KALISPELL - Flathead County Commissioners wrote an open letter to the community on Friday addressing the increase in homelessness in Flathead County.
In the letter, commissioners said part of the problem is community members “enabling” the homeless population.
“The simple truth is that providing homeless infrastructure has the predictable consequence of attracting more homeless individuals to our community," the letter states.
In the middle of winter, the Flathead Warming Center in Kalispell is seeing a record number of visitors, filling up all 50 beds each night.
Executive Director Tonya Horn said overnight visitors must follow strict guidelines and additional resources are needed throughout the Flathead community.
“Taking care of individual's basic needs does not mean enabling but holding people accountable for their behaviors is very important inside the warming center but also very important throughout our whole community, and what’s happening in our community is that we’re just passing individuals around because we don’t have the resources that they need to be well,” said Horn.

Data section ::

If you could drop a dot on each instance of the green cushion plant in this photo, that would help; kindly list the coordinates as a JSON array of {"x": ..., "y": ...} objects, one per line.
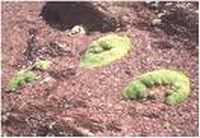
[
  {"x": 105, "y": 50},
  {"x": 179, "y": 84},
  {"x": 21, "y": 78}
]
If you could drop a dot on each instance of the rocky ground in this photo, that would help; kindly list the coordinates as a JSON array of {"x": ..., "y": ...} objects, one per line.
[{"x": 82, "y": 102}]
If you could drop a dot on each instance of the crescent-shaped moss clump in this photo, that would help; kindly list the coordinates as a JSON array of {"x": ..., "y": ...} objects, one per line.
[
  {"x": 105, "y": 50},
  {"x": 178, "y": 82}
]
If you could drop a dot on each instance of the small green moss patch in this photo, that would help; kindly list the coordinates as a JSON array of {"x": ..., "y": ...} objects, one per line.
[
  {"x": 105, "y": 50},
  {"x": 21, "y": 78},
  {"x": 178, "y": 82}
]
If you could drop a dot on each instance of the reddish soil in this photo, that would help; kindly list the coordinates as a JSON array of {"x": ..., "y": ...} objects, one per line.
[{"x": 84, "y": 102}]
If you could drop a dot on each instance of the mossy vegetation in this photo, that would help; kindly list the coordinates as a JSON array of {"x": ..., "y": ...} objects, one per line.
[
  {"x": 105, "y": 50},
  {"x": 20, "y": 79},
  {"x": 178, "y": 82}
]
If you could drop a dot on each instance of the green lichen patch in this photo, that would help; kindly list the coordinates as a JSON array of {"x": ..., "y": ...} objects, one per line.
[
  {"x": 20, "y": 79},
  {"x": 105, "y": 50},
  {"x": 178, "y": 82}
]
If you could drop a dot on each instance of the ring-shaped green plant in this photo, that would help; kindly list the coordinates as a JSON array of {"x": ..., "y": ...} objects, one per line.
[
  {"x": 178, "y": 82},
  {"x": 105, "y": 50}
]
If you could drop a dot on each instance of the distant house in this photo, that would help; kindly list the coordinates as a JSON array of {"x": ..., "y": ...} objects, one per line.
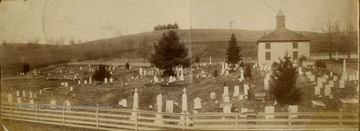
[{"x": 274, "y": 45}]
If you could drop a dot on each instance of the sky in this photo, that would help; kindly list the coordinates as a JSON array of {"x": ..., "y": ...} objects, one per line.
[{"x": 85, "y": 20}]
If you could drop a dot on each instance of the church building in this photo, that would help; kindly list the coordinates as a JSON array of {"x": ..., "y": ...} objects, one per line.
[{"x": 273, "y": 46}]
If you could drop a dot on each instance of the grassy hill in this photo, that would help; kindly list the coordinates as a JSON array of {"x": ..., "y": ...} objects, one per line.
[{"x": 204, "y": 43}]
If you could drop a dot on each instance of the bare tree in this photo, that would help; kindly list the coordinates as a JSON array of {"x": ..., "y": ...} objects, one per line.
[{"x": 330, "y": 28}]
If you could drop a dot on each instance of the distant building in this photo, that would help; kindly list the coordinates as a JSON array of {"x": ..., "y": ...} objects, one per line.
[{"x": 274, "y": 45}]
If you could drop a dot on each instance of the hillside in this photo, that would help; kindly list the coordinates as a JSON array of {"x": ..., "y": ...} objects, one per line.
[{"x": 205, "y": 43}]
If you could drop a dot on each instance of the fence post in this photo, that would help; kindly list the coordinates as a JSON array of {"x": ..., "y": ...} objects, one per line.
[
  {"x": 36, "y": 109},
  {"x": 184, "y": 126},
  {"x": 289, "y": 120},
  {"x": 340, "y": 117},
  {"x": 136, "y": 117},
  {"x": 236, "y": 121},
  {"x": 97, "y": 117},
  {"x": 63, "y": 116}
]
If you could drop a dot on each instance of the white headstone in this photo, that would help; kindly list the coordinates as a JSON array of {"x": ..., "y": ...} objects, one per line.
[
  {"x": 327, "y": 90},
  {"x": 197, "y": 103},
  {"x": 226, "y": 98},
  {"x": 269, "y": 109},
  {"x": 31, "y": 102},
  {"x": 124, "y": 102},
  {"x": 111, "y": 80},
  {"x": 293, "y": 109},
  {"x": 236, "y": 91},
  {"x": 136, "y": 100},
  {"x": 159, "y": 104},
  {"x": 226, "y": 91},
  {"x": 212, "y": 95},
  {"x": 317, "y": 90},
  {"x": 169, "y": 106},
  {"x": 227, "y": 109},
  {"x": 67, "y": 104},
  {"x": 246, "y": 89},
  {"x": 19, "y": 100},
  {"x": 184, "y": 101},
  {"x": 10, "y": 98}
]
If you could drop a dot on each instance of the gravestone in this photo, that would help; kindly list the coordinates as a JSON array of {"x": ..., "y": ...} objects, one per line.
[
  {"x": 111, "y": 80},
  {"x": 293, "y": 109},
  {"x": 31, "y": 102},
  {"x": 327, "y": 90},
  {"x": 226, "y": 91},
  {"x": 227, "y": 109},
  {"x": 169, "y": 106},
  {"x": 10, "y": 98},
  {"x": 342, "y": 84},
  {"x": 159, "y": 104},
  {"x": 90, "y": 81},
  {"x": 246, "y": 89},
  {"x": 226, "y": 98},
  {"x": 124, "y": 102},
  {"x": 19, "y": 100},
  {"x": 67, "y": 104},
  {"x": 212, "y": 96},
  {"x": 236, "y": 91},
  {"x": 269, "y": 109},
  {"x": 317, "y": 90},
  {"x": 241, "y": 97},
  {"x": 52, "y": 103}
]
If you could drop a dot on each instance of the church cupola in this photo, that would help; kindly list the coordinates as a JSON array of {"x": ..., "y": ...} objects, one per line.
[{"x": 280, "y": 20}]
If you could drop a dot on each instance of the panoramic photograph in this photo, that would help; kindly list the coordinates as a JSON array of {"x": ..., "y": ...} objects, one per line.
[{"x": 179, "y": 65}]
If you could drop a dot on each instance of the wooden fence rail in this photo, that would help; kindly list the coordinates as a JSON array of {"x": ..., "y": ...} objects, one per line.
[{"x": 124, "y": 119}]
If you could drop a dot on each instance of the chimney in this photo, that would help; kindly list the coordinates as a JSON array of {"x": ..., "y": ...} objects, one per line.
[{"x": 280, "y": 20}]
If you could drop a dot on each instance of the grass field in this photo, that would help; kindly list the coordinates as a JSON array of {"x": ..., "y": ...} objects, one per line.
[{"x": 204, "y": 43}]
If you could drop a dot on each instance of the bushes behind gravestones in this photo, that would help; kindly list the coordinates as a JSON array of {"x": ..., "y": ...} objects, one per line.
[
  {"x": 26, "y": 68},
  {"x": 320, "y": 64},
  {"x": 127, "y": 66},
  {"x": 101, "y": 73},
  {"x": 284, "y": 79},
  {"x": 215, "y": 74}
]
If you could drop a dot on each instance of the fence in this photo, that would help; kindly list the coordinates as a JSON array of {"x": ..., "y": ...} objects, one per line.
[{"x": 124, "y": 119}]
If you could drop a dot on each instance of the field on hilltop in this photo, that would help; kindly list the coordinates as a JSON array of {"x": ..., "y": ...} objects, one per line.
[{"x": 204, "y": 43}]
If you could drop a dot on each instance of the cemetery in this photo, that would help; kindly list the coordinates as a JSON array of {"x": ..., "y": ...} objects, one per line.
[{"x": 184, "y": 79}]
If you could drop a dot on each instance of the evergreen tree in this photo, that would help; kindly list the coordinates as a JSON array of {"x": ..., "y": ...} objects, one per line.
[
  {"x": 247, "y": 73},
  {"x": 26, "y": 68},
  {"x": 101, "y": 73},
  {"x": 233, "y": 55},
  {"x": 169, "y": 52},
  {"x": 284, "y": 77}
]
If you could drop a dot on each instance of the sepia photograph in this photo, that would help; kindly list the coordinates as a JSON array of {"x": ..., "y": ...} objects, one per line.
[{"x": 144, "y": 65}]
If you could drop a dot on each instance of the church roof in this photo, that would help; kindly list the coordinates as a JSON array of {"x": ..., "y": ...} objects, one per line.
[{"x": 283, "y": 34}]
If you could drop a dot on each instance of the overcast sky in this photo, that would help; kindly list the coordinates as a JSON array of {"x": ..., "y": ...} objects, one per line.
[{"x": 85, "y": 20}]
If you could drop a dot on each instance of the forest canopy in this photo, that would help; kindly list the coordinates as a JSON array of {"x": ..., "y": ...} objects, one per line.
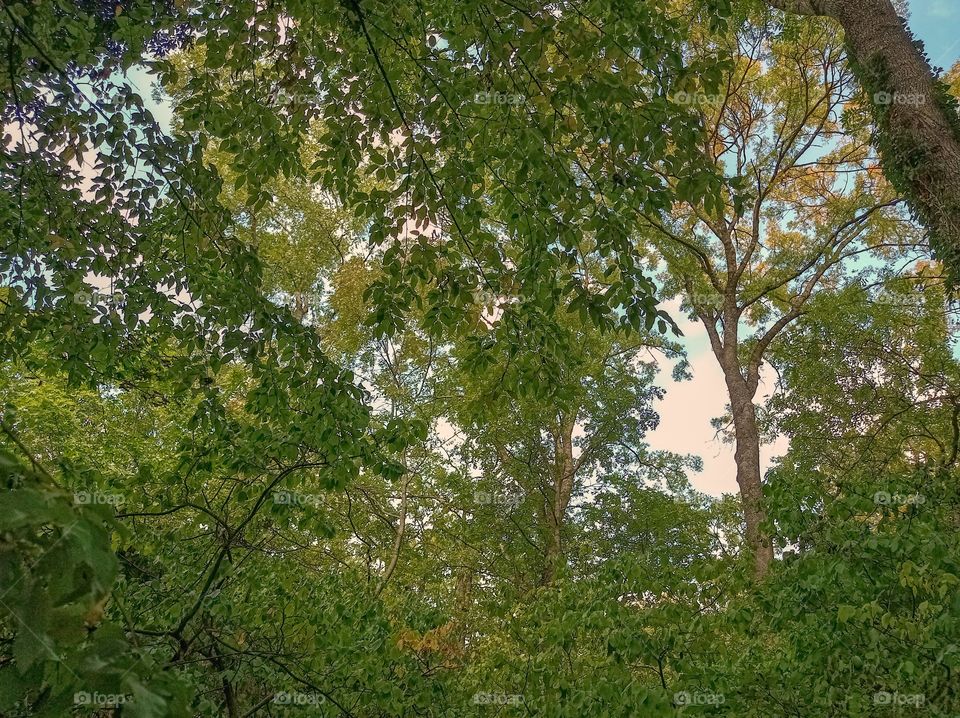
[{"x": 333, "y": 340}]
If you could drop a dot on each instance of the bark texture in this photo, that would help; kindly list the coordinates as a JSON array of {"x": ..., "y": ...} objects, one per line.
[
  {"x": 919, "y": 130},
  {"x": 558, "y": 499}
]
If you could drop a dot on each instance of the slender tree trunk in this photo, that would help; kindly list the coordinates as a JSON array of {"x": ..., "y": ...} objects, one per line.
[
  {"x": 398, "y": 538},
  {"x": 919, "y": 140},
  {"x": 556, "y": 508},
  {"x": 749, "y": 477}
]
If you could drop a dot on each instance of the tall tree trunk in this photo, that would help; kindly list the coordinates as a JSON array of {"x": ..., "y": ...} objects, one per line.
[
  {"x": 555, "y": 508},
  {"x": 749, "y": 478},
  {"x": 919, "y": 136}
]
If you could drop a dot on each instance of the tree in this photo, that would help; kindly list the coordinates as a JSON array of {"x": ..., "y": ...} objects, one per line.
[
  {"x": 808, "y": 202},
  {"x": 917, "y": 123}
]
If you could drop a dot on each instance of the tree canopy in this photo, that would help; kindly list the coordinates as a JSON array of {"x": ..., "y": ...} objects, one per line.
[{"x": 334, "y": 339}]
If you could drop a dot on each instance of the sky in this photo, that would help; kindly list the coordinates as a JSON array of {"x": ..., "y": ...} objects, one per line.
[{"x": 688, "y": 407}]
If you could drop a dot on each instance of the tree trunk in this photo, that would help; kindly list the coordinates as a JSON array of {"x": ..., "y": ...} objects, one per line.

Work request 1 ::
According to the Flathead County homelessness article, how many beds does the Flathead Warming Center fill each night?
Work request 2 ::
Reproduce everything from "In the letter, commissioners" down to "the Flathead community." in the Flathead County homelessness article.
Work request 3 ::
Carry on the Flathead County homelessness article from its last sentence.

Answer section 1 ::
All 50 beds.

Answer section 2 ::
In the letter, commissioners said part of the problem is community members “enabling” the homeless population.
“The simple truth is that providing homeless infrastructure has the predictable consequence of attracting more homeless individuals to our community," the letter states.
In the middle of winter, the Flathead Warming Center in Kalispell is seeing a record number of visitors, filling up all 50 beds each night.
Executive Director Tonya Horn said overnight visitors must follow strict guidelines and additional resources are needed throughout the Flathead community.

Answer section 3 ::
In an open letter signed by all three county commissioners, commissioners wrote: "when a low-barrier shelter opened in our community, we saw a dramatic increase in homeless individuals.” The letter added, "make no mistake, it is a lifestyle choice for some.” (See the full letter below)
Horn said the increase in Flathead’s homeless population has been going on for years due to a lack of affordable housing and minimal resources addressing mental health and addiction issues.
“The Flathead Warming Center exists because homelessness is a big problem in our community, if not one of the biggest problems, and I was surprised because we want to be a part of the solution, we are a part of the solution and we invite the county commissioners to be a part of the solution too,” added Horn.
Flathead County Commissioner Brad Abell said he’s worried about law enforcement being overwhelmed with incidents regarding the homeless population.
“The intoxication, the drug use, the needles left on the ground really threaten our public safety,” said Abell.
Abell said he sympathizes with the homeless population, especially those from Flathead County, but he feels like a portion of homeless individuals are taking advantage of the community.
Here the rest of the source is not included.